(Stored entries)
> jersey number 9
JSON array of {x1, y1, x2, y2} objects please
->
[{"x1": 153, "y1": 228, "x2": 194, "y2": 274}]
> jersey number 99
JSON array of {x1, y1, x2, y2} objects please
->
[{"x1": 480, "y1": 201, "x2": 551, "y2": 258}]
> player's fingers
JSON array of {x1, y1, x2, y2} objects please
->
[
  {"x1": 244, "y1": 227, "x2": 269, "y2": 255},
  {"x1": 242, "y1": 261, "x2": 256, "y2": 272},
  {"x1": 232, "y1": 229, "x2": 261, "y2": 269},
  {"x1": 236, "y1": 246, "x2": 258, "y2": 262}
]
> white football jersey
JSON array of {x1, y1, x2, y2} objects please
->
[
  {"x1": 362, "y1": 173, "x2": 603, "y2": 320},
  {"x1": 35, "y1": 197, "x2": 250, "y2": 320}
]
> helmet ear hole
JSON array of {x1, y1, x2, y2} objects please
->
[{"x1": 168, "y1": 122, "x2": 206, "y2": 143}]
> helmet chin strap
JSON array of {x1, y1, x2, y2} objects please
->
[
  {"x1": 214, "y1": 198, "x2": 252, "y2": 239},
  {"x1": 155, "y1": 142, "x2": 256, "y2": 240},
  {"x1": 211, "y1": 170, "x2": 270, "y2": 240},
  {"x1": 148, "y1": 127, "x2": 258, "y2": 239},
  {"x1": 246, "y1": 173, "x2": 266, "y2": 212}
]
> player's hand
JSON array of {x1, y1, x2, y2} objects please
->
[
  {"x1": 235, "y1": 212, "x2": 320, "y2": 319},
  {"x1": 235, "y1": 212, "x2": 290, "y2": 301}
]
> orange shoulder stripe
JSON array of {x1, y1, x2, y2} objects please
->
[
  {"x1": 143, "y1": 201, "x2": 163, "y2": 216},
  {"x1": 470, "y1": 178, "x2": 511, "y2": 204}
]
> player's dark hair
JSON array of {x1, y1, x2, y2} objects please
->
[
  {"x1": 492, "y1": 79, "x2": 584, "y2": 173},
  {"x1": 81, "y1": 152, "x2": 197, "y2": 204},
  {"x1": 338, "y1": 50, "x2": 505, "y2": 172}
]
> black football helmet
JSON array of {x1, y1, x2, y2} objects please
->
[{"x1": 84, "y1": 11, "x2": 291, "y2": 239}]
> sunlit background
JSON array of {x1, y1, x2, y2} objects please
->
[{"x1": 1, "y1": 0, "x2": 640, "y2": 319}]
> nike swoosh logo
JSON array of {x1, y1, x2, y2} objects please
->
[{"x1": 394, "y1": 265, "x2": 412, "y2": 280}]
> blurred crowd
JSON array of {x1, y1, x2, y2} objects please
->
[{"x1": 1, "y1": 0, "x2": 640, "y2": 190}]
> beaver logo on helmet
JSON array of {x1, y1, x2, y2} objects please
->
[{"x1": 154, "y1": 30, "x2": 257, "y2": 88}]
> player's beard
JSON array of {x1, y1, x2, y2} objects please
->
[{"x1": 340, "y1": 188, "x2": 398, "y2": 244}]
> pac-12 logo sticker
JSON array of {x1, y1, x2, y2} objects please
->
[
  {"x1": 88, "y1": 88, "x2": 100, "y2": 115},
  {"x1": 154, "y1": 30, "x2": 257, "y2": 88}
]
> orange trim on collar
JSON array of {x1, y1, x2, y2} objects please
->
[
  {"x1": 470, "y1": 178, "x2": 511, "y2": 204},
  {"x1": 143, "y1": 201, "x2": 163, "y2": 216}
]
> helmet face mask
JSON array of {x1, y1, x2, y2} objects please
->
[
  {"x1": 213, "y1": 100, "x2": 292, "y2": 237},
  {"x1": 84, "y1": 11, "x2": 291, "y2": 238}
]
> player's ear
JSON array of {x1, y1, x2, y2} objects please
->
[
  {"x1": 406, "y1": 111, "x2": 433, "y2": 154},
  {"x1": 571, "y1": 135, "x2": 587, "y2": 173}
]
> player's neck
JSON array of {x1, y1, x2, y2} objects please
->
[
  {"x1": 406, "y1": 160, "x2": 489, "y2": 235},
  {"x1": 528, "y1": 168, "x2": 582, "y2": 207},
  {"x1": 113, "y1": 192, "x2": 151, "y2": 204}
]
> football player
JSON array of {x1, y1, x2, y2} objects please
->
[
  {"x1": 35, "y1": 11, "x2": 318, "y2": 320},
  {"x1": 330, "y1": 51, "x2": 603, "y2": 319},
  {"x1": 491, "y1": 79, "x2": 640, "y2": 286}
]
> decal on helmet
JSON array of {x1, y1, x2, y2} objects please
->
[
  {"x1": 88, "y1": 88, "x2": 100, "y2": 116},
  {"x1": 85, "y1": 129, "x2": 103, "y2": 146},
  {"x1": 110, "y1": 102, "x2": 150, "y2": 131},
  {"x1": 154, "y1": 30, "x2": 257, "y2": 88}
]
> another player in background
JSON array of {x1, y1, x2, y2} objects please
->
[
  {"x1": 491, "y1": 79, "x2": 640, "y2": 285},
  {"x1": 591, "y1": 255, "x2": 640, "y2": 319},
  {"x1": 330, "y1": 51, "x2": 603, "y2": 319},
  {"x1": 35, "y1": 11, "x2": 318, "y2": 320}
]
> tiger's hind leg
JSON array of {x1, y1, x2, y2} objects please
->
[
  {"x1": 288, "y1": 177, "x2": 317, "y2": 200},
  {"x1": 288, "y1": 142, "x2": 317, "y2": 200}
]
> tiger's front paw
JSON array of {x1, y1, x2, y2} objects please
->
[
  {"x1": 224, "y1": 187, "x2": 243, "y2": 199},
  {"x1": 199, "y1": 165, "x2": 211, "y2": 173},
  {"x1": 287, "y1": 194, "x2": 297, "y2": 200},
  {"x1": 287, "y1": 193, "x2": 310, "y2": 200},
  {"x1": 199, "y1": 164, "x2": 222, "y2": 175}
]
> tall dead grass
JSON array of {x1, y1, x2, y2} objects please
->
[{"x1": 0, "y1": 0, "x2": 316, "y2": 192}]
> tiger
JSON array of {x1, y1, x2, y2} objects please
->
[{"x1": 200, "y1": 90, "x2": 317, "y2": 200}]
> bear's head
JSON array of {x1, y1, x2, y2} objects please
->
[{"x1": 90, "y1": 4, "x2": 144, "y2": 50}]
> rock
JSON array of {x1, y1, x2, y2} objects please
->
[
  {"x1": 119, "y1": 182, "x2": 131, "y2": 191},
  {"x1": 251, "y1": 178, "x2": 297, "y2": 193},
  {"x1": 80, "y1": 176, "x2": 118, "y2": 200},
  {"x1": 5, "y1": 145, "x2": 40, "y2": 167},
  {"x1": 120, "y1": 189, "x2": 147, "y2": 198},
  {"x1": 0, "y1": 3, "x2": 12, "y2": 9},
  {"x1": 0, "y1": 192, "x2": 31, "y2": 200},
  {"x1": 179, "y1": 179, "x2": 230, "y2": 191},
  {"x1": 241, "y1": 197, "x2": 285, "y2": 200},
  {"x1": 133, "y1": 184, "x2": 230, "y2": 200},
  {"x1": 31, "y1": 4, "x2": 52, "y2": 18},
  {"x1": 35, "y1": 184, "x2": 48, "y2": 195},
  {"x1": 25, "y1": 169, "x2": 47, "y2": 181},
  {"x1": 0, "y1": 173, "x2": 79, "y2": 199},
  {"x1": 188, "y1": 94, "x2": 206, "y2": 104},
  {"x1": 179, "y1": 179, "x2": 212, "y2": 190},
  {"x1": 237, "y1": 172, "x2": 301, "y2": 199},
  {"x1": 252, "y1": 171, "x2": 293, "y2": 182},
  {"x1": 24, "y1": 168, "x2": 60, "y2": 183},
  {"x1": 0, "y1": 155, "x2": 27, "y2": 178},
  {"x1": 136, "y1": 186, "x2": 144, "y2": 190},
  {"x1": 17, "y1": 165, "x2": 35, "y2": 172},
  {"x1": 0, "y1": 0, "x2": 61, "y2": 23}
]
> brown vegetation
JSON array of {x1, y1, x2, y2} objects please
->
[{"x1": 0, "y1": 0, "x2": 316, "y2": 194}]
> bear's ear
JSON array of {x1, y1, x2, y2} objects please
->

» Task item: Find the word "tiger" in the entries above and gather every line that holds it.

» Output of the exercise:
> tiger's hind leg
> tiger's front paw
> tiger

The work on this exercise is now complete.